** Exercise text **
────────────────────
Trump and Democrats Try to Out-Spend Each Other
The COVID relief bill is the embodiment of all that’s wrong with government spending.
If we as Americans can agree on any one thing, let it be this: No matter how massive or how extensively loaded with domestic goodies a congressional spending act might be, it should never come to the president’s desk with anything even remotely resembling the following language: “Of the funds appropriated under Title III of this Act that are made available for assistance for Pakistan, not less than $15,000,000 shall be made available for democracy programs and not less than $10,000,000 shall be made available for gender programs.”
And yet, as Power Line’s Steve Hayward notes, there it was, right there on page 1,497 of the 5,593-page, $2.3 trillion COVID-19 relief and omnibus spending bill passed by our 116th Congress and reluctantly signed over the holidays by President Donald Trump. (To mention that the bill also contains $15 million to help Sri Lanka refurbish an old Coast Guard cutter we gave it and $1.65 billion to let Jordan spend however it pleases seems like piling on. But some things in life are just begging to be piled upon.)
────────────────────
Please condense the paragraph of the article on the COVID relief bill that begins "And yet, as Power Line's Steve Hayward notes" into a short list of its main facts.

Pointing data for referring expressions
────────────────────
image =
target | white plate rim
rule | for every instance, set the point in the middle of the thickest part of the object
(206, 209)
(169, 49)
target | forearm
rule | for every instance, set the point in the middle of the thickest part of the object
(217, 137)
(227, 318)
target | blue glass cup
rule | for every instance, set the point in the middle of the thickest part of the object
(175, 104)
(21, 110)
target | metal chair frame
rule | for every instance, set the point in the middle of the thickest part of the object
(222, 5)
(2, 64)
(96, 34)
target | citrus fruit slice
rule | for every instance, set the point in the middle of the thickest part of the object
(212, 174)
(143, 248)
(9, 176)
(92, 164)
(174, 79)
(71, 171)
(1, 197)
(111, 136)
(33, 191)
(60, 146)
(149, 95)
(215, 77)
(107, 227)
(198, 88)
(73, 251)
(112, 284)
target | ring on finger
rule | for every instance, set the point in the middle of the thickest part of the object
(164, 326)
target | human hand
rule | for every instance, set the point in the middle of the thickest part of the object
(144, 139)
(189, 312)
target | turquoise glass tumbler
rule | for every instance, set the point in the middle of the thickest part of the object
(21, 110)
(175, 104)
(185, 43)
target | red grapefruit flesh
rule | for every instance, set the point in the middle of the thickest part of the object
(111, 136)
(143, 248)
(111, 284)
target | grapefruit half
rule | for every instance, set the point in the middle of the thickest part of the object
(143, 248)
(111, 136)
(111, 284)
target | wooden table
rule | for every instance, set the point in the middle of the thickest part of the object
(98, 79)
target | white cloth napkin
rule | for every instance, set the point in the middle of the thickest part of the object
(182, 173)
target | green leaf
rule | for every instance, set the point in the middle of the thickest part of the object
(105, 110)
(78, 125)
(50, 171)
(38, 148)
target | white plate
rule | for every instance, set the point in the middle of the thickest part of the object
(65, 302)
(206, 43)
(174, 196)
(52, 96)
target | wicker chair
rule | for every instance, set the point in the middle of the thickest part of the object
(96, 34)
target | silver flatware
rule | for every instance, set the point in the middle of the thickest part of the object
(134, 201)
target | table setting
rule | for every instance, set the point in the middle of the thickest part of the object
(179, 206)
────────────────────
** Result for this exercise **
- Power Line's Steve Hayward notes that the language on funds for Pakistan's democracy and gender programs appears on page 1,497 of the COVID-19 relief and omnibus spending bill.
- The bill runs 5,593 pages and totals $2.3 trillion.
- The 116th Congress passed it, and President Donald Trump reluctantly signed it over the holidays.
- It also contains $15 million to help Sri Lanka refurbish an old Coast Guard cutter the U.S. gave it.
- It provides $1.65 billion that Jordan may spend however it pleases.